# Passage provided:
····················

Tuesday, June 26, 2007

Afterthoughts

Date: June 26
Mileage: 13.2
June mileage: 539.7
Temperature upon departure: 66

Today was a downer day for sports fans. Three guys dropped out of the Great Divide Race, including the only two I've actually met - Dave Nice and Pete Basinger. I know this kind of thing is a given in a race as difficult as this, but now I feel like I have nothing left to look forward to in the GDR. I guess the way in which that superhuman JayP is calmly chipping away at the record is pretty exciting. Still, I'm a bit bummed. Le sigh.

This morning I felt fairly strong, so I thought I'd head out for the obligatory "recovery" ride to see how all the parts held up. I was thinking back to the 24 Hours of Light and how that ride couldn't have gone more perfectly for me. The highs were many and the lows were nonexistent. If there had been any low points during the event, I know I would have instantly used my bum knee as a reason to drop out. But the low points never came. No muscle fatigue. No saddle sores. No stomach pain. Not even a decent enough crash to give me some writhing time on the ground to think of all the better things I could be doing to burn up an afternoon. There was nothing to even stop me beyond a vague idea of an injury caused by overuse that could likely be re-injured by overuse. But at at what point in the healing process does conservative become over-conservative? When does nurturing become babying? When do reckless leaps of faith become necessary steps forward?

····················

# Your tasks:
[1] Translate this sentence from the cycling blog entry into Spanish: "The highs were many and the lows were nonexistent."
[2] Reproduce word for word everything in the records from the line containing "Mark one point on each instance of the man" down to the end of the records.
The records that follow have no connection to the cycling blog entry.

····················

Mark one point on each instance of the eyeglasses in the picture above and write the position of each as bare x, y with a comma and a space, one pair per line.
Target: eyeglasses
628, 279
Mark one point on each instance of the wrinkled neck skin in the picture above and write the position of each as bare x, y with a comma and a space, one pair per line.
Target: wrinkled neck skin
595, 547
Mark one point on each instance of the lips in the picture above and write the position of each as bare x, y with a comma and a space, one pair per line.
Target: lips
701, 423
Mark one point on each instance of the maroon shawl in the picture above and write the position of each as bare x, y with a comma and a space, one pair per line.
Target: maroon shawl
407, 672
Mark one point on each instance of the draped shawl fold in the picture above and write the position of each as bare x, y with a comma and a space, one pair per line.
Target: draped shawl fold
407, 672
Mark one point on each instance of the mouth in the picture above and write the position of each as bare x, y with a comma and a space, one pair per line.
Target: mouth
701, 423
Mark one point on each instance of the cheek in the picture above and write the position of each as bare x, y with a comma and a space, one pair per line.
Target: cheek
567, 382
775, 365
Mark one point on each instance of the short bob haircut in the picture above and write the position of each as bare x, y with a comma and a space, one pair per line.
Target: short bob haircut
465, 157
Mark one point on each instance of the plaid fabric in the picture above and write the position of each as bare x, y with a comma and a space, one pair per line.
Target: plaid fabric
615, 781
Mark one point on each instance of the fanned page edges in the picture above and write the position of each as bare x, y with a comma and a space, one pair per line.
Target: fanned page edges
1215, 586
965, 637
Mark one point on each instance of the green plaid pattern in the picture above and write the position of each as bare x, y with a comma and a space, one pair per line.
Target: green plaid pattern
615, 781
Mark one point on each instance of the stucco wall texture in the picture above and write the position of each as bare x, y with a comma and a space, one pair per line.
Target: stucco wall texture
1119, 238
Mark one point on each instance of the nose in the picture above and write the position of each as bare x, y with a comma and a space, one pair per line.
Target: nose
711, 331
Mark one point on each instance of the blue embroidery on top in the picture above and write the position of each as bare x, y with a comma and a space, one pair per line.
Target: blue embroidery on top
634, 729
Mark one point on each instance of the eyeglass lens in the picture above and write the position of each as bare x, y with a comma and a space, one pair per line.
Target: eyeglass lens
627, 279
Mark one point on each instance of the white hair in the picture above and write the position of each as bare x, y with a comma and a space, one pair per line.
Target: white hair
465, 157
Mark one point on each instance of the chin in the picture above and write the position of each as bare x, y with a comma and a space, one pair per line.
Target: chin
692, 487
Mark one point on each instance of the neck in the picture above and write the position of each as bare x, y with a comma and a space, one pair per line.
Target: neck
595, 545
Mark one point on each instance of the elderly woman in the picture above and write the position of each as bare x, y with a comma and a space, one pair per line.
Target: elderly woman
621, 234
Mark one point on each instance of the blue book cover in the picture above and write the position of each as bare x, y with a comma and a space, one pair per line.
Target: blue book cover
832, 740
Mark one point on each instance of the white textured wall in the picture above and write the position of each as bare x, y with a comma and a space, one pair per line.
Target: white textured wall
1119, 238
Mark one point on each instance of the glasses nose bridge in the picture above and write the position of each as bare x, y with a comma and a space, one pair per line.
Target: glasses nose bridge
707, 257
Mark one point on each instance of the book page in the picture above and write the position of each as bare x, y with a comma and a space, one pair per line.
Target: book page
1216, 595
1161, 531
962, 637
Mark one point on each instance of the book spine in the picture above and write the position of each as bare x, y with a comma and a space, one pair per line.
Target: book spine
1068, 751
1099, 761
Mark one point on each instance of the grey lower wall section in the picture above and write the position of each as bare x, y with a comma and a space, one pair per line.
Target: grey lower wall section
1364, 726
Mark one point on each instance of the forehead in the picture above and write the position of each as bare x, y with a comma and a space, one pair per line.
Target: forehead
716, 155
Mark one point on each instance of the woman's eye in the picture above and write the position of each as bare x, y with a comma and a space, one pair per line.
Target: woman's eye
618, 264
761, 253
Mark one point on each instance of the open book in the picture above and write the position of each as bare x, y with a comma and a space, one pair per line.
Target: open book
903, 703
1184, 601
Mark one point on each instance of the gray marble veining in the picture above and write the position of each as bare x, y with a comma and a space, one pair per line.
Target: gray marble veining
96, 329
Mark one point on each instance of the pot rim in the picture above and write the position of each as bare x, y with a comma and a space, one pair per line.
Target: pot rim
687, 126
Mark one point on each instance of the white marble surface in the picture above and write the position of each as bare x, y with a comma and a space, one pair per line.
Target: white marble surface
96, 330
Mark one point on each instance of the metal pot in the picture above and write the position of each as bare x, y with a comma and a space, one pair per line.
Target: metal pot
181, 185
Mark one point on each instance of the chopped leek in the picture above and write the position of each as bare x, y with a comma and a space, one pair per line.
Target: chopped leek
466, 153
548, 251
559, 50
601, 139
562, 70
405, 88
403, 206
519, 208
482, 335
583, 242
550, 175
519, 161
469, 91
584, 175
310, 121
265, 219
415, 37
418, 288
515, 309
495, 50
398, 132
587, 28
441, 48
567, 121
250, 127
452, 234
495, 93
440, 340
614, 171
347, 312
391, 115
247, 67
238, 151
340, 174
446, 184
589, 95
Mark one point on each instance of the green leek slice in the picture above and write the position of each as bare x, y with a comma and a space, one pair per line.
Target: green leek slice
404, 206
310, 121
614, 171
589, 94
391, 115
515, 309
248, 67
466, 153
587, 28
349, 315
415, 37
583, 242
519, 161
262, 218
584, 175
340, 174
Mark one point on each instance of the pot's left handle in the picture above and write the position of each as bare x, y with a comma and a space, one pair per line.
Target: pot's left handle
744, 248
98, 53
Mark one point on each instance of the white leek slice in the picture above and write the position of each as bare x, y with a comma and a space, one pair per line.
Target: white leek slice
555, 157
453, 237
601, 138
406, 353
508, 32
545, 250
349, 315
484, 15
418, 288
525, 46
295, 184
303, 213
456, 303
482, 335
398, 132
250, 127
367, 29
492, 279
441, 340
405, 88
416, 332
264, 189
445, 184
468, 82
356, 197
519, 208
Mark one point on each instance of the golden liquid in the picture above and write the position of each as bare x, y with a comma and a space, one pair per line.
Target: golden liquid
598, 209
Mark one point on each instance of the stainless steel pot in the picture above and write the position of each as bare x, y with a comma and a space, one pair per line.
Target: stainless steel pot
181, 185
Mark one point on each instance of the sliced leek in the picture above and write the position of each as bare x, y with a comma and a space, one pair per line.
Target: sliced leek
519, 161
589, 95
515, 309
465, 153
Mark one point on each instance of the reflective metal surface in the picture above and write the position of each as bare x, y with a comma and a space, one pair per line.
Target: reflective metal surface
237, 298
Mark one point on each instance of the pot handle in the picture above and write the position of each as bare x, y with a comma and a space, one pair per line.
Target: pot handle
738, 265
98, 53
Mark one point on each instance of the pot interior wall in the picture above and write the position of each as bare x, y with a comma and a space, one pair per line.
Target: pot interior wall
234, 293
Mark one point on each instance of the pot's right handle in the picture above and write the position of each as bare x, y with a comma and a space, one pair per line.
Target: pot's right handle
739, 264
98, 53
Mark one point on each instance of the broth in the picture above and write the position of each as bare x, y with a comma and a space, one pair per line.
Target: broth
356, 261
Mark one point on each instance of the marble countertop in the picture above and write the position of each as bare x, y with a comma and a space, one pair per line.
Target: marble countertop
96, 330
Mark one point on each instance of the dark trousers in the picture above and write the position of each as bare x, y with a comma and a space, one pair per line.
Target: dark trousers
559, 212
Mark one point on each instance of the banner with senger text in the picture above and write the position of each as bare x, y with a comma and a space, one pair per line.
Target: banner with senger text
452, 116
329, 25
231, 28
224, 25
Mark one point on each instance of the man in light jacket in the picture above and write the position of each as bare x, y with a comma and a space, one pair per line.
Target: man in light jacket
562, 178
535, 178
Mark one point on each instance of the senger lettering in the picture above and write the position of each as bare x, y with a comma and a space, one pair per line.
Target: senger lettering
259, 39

····················

# Per-task outputs:
[1] Los momentos buenos fueron muchos y los malos fueron inexistentes.

[2]
Mark one point on each instance of the man in light jacket in the picture above and write the position of each as bare x, y with a comma and a space, one pair per line.
Target: man in light jacket
562, 178
535, 178
Mark one point on each instance of the senger lettering in the picture above and write the position of each as bare x, y with a comma and a space, one pair per line.
Target: senger lettering
259, 39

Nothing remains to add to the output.